*Belge:*
───
Yapı-Endüstri Merkezi, “Türk Yapı Sektörü Raporu 2016”yı bu yıl uzman ekonomistlerin geleceğe yönelik değerlendirmesiyle birlikte açıkladı. Ardex Yapı Malzemeleri, Dizayn Grup, E.C.A Serel, Ege Seramik, Fibrobeton Yapı Elemanları, Işıklar Yapı Ürünleri, İstanbul İnşaatçılar Derneği (İNDER), Ak Alev Manyezit Levha (Modelpan), İnper Perlit İnşaat Sanayi (Perstone), Seranit Grup, Şişecam Düzcam, Tarkett Aspen Zemin Kaplamaları, Türkiye İnşaat Malzemesi Sanayicileri Derneği (İMSAD), Türkiye Müteahhitler Birliği (TMB), Urtim Kalıp ve İskele Sistemleri, VitrA Artema ve YEM Fuarcılık desteğiyle hazırlanan raporda ekonomik gelişmeleri ulusal ve uluslararası ölçekte yapı sektörünün verileri en kapsamlı şekilde sunuluyor.
Türk Yapı Sektörü Raporu 2016’nın yayımlanmasına katkıda bulunan firmalardan Dizayn Grup, E.C.A Serel, Fibrobeton Yapı Elemanları, Ak Alev Manyezit Levha (Modelpan), İnper Perlit İnşaat Sanayi (Perstone), Türkiye İMSAD, Türkiye Müteahhitler Birliği (TMB), Urtim Kalıp ve İskele Sistemleri, Türk yapı sektörünün mevcut durumunu ve 2017’ye dair öngörülerini paylaştı. Genel görüş, Türk yapı sektörünün, 2016 yılında yaşanan gelişmelerden etkilenmiş olmakla birlikte, ekonominin ve diğer sektörlerin üzerinde bir performans gösterdiği oldu.
───
*Alıntılanan veriler:*

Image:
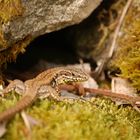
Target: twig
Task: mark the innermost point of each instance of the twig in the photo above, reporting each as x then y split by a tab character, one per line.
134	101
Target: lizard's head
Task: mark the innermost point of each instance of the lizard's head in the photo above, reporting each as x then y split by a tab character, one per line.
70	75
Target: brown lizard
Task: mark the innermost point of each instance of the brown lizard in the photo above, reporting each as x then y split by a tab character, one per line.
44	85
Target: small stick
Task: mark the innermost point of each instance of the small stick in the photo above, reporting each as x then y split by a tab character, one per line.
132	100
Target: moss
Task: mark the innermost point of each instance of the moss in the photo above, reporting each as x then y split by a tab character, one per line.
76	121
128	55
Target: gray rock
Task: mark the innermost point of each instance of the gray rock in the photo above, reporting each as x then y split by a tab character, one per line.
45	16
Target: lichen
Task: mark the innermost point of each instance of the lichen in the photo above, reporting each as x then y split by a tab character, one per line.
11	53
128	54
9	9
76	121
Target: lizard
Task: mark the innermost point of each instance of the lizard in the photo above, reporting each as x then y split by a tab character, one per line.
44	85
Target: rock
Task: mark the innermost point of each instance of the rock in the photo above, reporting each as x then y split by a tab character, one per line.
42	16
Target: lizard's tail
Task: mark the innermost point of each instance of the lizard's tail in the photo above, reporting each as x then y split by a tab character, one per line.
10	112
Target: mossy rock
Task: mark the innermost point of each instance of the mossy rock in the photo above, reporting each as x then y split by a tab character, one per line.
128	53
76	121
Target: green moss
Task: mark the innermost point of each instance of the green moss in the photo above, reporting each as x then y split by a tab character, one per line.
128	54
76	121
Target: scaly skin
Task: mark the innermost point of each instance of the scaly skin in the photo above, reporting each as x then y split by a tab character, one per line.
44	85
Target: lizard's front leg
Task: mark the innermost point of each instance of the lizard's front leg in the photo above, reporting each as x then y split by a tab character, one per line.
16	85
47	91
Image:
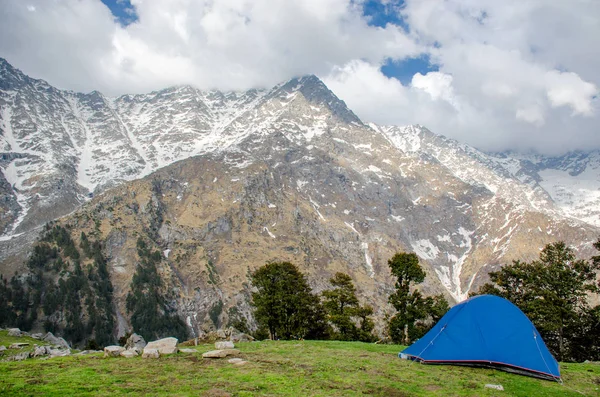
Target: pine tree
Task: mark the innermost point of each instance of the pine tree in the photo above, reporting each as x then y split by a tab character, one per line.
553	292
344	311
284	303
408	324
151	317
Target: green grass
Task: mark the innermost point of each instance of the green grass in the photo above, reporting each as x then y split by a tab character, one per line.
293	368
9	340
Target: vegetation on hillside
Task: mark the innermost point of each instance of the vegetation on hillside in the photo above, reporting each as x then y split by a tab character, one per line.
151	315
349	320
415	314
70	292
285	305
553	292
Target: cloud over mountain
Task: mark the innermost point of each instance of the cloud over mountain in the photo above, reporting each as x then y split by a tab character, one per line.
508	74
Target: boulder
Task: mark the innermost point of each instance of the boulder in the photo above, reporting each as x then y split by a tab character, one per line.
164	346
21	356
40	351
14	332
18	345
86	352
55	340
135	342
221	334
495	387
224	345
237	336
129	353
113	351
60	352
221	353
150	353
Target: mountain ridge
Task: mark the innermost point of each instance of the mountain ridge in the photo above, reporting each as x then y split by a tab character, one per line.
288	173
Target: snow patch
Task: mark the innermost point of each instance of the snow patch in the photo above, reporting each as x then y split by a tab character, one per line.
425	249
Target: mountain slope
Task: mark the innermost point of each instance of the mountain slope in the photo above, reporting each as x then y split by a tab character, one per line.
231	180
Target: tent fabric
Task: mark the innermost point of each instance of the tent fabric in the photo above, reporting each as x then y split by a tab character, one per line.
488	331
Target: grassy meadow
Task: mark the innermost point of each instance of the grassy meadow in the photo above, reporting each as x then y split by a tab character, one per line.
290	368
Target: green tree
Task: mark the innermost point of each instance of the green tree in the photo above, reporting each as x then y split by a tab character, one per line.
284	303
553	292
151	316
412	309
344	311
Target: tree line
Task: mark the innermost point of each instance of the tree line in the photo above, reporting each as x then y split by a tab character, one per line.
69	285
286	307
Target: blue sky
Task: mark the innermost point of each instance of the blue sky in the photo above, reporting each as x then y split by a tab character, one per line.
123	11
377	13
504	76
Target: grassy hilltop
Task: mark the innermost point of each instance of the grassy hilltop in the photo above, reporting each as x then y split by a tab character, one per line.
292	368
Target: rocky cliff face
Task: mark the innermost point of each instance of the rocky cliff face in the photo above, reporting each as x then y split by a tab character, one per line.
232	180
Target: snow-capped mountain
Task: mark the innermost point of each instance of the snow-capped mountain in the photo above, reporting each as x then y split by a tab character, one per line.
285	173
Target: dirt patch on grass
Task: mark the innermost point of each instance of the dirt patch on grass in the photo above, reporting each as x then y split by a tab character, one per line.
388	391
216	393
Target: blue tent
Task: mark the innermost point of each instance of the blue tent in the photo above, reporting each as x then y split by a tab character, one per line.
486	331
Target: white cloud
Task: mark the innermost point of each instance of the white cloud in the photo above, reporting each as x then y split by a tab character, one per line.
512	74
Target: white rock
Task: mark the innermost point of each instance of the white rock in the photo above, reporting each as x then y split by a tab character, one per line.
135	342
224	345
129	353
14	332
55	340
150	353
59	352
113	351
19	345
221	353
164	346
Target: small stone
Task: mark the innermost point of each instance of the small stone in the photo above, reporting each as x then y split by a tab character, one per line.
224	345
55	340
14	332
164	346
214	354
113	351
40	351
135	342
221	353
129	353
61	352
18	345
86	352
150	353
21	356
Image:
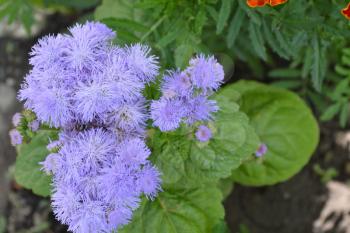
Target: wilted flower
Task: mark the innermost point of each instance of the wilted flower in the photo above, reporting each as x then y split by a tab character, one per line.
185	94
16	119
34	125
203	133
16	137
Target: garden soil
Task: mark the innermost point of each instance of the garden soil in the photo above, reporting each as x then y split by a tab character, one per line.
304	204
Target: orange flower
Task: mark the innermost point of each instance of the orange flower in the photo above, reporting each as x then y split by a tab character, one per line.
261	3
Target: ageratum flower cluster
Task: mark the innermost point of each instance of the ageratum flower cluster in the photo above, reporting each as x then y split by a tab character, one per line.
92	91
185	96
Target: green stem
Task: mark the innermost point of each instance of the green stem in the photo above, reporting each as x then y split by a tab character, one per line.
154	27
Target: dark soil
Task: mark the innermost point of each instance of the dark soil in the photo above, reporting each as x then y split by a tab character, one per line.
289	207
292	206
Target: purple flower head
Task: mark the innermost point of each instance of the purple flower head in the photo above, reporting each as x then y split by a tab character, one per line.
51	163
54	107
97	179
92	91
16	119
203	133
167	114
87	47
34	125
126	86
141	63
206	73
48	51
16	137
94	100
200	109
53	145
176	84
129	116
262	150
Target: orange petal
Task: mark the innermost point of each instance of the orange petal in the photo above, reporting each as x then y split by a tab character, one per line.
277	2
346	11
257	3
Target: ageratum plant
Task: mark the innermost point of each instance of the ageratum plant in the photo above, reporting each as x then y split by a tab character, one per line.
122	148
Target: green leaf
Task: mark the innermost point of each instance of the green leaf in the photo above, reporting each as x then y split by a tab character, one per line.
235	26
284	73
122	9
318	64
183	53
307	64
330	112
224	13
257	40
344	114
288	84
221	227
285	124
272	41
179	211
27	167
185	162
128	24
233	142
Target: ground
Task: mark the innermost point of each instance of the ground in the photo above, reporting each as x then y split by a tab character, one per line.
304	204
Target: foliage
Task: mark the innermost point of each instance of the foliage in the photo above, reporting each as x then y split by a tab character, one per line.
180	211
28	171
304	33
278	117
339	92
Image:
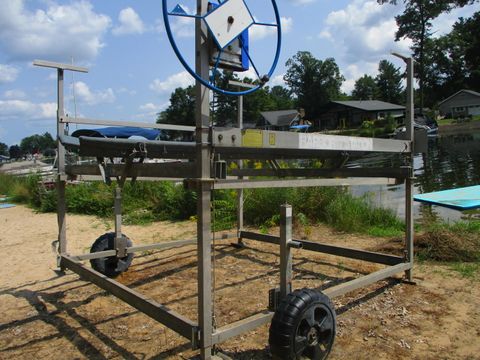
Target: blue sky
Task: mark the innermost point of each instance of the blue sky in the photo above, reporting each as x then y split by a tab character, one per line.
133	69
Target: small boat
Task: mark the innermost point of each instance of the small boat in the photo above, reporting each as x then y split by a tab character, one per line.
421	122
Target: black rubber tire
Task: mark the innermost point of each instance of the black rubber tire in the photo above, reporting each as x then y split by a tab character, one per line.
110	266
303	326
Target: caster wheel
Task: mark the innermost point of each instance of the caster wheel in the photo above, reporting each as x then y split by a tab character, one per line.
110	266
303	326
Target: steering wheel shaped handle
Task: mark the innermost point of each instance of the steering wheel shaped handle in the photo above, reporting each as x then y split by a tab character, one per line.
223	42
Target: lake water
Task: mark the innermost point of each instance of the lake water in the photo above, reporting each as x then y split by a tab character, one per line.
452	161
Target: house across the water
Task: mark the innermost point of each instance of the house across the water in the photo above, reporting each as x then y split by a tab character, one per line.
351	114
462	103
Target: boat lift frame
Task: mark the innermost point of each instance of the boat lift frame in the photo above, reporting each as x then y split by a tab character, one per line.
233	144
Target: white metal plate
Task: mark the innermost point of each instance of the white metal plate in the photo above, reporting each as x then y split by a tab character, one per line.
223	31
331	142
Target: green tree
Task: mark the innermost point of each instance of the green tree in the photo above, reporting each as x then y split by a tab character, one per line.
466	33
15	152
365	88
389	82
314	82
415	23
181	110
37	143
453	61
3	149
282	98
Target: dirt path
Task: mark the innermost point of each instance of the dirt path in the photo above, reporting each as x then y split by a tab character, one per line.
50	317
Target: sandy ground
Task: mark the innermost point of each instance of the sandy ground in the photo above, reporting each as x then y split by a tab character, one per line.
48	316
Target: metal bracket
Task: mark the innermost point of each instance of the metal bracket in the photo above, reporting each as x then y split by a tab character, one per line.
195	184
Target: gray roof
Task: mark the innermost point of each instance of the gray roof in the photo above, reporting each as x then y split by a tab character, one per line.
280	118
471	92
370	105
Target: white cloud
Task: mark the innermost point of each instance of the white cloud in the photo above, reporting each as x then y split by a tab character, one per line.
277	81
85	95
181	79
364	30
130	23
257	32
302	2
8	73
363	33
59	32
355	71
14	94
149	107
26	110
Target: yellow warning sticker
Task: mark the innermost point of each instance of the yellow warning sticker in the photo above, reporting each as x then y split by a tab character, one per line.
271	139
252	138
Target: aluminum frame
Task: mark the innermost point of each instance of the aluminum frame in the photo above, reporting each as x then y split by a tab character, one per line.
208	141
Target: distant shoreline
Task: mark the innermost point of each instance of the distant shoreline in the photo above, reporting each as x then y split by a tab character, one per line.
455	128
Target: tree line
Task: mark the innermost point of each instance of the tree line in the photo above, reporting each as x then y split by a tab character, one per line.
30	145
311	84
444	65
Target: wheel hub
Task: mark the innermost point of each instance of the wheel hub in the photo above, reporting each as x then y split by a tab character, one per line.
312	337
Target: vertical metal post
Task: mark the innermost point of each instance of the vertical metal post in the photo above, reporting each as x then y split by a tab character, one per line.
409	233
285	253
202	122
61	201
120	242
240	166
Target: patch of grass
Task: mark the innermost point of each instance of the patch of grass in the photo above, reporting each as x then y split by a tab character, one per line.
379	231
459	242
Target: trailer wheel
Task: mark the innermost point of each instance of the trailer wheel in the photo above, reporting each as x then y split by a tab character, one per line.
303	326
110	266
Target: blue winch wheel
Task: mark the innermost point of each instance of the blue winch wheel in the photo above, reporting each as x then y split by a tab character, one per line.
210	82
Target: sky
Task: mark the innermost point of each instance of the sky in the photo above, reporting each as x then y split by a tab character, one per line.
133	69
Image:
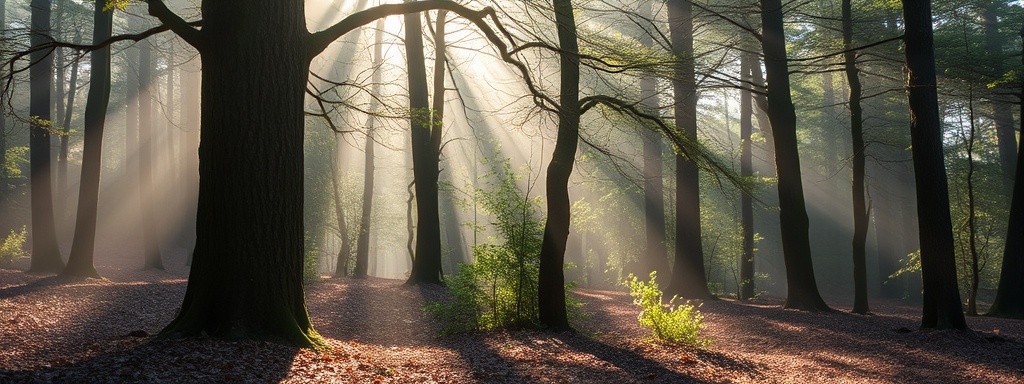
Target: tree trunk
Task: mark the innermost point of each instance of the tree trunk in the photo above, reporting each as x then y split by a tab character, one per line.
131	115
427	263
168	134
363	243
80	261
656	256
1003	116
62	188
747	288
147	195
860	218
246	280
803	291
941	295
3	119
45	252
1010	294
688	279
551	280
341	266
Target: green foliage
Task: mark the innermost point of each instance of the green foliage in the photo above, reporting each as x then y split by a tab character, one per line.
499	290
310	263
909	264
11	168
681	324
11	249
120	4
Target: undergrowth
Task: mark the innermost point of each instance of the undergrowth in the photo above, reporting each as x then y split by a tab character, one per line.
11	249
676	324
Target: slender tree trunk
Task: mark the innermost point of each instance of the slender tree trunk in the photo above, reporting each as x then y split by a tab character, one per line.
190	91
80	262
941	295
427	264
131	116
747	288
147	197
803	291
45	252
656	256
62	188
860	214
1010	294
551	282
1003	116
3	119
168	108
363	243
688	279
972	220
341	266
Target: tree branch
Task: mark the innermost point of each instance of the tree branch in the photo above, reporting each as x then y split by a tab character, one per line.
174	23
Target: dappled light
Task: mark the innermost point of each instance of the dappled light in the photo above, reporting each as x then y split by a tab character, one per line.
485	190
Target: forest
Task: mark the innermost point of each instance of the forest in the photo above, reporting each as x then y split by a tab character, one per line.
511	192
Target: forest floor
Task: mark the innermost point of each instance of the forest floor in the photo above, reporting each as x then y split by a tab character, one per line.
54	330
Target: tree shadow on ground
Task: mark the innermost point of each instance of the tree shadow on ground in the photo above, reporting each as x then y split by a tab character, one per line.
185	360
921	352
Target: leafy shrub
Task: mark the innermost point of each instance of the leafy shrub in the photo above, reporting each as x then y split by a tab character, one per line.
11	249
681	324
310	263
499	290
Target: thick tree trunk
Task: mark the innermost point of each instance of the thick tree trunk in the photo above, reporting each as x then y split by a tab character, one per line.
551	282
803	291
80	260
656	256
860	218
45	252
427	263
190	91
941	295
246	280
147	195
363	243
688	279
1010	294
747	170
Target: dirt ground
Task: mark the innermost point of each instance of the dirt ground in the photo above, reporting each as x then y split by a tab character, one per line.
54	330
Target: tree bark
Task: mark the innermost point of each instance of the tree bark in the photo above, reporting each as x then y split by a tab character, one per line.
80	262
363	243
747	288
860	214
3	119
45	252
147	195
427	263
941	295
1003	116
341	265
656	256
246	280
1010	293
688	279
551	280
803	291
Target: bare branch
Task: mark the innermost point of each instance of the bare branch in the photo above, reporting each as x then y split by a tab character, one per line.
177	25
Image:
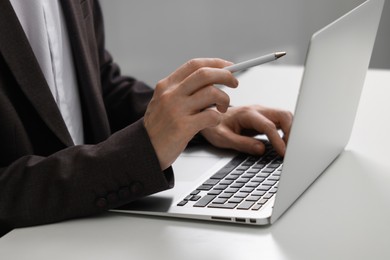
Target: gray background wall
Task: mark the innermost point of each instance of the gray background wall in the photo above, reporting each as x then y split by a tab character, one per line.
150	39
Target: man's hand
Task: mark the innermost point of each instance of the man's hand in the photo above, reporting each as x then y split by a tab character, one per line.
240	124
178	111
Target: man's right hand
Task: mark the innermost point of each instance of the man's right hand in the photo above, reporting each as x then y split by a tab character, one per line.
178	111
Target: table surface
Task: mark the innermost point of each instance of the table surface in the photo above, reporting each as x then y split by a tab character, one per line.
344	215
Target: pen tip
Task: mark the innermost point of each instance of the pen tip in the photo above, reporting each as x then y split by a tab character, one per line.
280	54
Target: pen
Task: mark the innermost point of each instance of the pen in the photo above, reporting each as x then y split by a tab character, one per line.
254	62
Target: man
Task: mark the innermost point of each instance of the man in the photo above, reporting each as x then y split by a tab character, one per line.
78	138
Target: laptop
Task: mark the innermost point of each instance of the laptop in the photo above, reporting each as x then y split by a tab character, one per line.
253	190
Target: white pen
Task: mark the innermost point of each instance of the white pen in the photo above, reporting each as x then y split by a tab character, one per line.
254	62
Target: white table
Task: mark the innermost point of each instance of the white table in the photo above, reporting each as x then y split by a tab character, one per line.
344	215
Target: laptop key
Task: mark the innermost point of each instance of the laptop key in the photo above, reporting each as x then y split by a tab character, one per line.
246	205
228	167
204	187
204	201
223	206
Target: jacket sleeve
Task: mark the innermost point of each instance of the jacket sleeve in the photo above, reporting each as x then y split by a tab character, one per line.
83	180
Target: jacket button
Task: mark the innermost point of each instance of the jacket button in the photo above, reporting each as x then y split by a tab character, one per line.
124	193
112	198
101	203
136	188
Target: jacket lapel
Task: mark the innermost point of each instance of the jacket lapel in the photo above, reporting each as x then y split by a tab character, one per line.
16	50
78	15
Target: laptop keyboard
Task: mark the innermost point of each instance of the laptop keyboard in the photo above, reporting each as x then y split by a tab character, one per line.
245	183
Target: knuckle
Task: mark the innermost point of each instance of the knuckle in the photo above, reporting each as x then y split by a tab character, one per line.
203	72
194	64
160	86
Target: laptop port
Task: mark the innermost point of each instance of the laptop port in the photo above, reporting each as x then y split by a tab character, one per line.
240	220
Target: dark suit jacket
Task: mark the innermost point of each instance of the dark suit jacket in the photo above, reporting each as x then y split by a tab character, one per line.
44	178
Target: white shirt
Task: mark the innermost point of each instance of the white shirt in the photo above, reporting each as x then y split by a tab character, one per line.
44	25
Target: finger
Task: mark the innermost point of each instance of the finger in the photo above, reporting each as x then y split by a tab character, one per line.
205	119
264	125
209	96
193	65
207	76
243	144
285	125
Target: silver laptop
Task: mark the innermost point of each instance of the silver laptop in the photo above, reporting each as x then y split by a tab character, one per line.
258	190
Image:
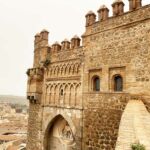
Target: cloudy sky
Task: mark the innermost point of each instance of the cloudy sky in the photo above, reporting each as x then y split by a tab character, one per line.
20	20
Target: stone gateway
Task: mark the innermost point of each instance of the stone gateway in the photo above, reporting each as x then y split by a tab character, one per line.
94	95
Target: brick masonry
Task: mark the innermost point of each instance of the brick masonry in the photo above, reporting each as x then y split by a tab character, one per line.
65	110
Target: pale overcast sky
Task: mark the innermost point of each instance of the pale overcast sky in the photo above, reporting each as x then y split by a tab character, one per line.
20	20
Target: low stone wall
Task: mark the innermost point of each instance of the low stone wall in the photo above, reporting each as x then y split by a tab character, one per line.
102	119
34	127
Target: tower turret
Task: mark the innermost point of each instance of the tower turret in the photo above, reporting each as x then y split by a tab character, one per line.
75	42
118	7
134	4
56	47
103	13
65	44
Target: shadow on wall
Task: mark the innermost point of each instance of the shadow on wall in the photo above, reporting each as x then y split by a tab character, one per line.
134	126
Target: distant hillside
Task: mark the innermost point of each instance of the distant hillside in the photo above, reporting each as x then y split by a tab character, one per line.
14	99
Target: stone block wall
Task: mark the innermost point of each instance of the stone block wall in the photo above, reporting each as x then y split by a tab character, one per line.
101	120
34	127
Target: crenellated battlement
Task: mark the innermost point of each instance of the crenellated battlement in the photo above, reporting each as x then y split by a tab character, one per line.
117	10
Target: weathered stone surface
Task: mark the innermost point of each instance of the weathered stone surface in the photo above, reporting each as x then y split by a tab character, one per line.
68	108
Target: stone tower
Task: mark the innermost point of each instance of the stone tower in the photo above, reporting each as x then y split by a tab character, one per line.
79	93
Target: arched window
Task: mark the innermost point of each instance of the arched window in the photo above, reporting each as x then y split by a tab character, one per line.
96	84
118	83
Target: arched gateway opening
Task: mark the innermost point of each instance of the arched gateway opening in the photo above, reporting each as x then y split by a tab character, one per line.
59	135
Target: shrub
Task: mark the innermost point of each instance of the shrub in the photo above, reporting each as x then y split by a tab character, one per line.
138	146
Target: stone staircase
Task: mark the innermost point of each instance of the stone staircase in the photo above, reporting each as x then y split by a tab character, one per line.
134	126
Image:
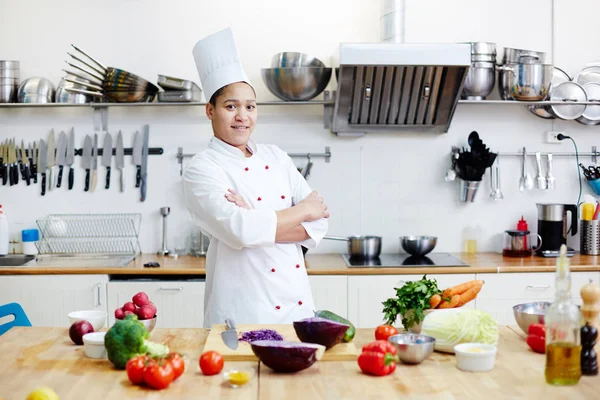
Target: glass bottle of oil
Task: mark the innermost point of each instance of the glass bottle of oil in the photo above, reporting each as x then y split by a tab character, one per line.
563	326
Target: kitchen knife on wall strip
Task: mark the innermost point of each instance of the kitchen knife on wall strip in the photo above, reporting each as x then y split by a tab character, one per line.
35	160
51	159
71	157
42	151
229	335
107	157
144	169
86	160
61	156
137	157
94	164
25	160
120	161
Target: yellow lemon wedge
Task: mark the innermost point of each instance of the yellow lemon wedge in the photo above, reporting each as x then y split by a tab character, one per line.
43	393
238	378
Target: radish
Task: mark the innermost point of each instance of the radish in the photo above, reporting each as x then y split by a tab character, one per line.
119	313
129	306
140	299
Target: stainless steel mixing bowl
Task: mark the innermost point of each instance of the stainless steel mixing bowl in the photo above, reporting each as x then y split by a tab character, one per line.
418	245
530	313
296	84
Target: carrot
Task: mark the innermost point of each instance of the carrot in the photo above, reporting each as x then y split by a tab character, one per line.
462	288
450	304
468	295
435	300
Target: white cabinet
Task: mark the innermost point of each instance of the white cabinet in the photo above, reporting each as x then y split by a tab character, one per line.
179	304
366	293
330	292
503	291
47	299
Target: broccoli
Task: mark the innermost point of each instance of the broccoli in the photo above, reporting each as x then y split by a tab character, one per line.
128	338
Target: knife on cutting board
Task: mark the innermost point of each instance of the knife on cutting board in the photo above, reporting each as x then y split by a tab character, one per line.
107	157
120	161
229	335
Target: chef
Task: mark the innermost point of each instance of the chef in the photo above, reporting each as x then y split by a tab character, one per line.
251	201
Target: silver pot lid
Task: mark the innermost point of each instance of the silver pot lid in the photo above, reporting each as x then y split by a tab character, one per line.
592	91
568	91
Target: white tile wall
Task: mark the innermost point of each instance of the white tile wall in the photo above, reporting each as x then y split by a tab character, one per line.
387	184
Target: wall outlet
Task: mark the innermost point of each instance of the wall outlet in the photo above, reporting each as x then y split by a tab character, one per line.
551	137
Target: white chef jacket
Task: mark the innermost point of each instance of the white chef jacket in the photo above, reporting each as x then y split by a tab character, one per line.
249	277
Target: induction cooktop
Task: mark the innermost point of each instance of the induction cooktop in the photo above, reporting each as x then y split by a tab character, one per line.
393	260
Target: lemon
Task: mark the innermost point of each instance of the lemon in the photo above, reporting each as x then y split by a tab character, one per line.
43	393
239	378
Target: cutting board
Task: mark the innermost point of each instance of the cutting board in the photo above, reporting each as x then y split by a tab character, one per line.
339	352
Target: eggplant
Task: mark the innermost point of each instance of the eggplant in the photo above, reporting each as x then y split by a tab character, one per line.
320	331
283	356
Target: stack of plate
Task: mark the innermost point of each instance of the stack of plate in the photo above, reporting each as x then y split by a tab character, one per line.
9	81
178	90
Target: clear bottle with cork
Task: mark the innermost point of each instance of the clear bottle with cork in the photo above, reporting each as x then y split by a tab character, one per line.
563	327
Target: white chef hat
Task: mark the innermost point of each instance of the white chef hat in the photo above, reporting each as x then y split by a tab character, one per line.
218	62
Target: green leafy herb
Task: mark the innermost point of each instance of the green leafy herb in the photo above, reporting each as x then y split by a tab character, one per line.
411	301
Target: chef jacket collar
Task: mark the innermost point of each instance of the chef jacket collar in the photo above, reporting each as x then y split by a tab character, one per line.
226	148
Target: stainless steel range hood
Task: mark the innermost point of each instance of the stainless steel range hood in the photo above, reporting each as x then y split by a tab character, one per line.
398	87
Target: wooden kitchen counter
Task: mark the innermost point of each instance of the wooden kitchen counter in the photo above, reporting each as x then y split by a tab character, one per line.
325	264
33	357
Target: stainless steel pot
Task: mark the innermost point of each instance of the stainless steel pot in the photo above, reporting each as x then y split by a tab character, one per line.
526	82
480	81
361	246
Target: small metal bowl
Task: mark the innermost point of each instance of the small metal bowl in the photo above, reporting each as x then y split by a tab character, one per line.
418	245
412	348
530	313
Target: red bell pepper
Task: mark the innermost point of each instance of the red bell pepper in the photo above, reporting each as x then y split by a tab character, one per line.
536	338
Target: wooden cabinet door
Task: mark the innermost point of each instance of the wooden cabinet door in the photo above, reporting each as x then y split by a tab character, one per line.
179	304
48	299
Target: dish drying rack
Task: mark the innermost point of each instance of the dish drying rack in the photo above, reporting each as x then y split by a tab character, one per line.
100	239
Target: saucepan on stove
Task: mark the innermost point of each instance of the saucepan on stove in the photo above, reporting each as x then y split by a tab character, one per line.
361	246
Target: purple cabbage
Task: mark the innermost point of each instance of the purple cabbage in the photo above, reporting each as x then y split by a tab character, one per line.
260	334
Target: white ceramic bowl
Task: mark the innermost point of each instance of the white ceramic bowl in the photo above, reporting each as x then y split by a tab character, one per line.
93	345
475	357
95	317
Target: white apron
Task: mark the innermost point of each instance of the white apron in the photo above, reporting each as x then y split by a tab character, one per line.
───
*Yapılacak işler:*
(a) Yapı sektörü raporuna ilişkin metne göre, yayına katkıda bulunan kuruluşların paylaştığı genel görüş neydi?
(b) Yapı sektörü raporuna ilişkin metni bittiği noktadan itibaren devam ettirin.
Satırların bu işte hiçbir rolü yoktur.

*Beklenen yanıtlar:*
(a) Türk yapı sektörü, 2016'daki gelişmelerden etkilenmiş olsa da ekonominin ve diğer sektörlerin üzerinde bir performans göstermiştir.

(b)
“Plastik boru sektörü ihracatta büyük bir daralma yaşadı” Plastik boru sektöründe Türkiye içinde, özellikle ihracat tarafında 2016 yılında büyük bir daralma yaşandığına dikkat çeken Dizayn Grup İcra Kurulu Üyesi ve Pazarlama Genel Müdür Yardımcısı Sedat Sözüdoğru, konuyla ilgili sözlerini şöyle sürdürdü: “Komşu ülkelerdeki siyasi ve ekonomik belirsizlikler ile Türkiye içinde yaşanan siyasi kriz ve ekonomik dalgalanmalar, özellikle de hammaddede dışa bağımlı olan sektörümüz için döviz kurundaki büyük artışlar sektörü olumsuz etkiledi. Rusya ile geliştirilmeye başlanan olumlu ilişkiler, bu pazarda henüz uçak krizi öncesine yaklaşan bir düzelme getirmediği gibi, 2015 başından bu yana petrol krizi ile birlikte Rusya’da yaşanan ekonomik sıkıntılar hala atlatılamadı. Rusya’da fabrika açarak bu etkileri en aza indirme yolunda büyük bir adım atmış olduk; ancak büyük çoğunluğu ekonomik ve siyasi kriz esnasında ortaya çıkan, tek çıkış noktası ucuz ürün olan yerel üreticiler, Türk plastik boru sektörü için çok büyük bir pazar olan Rusya’da tüm sektörü geriletiyor.”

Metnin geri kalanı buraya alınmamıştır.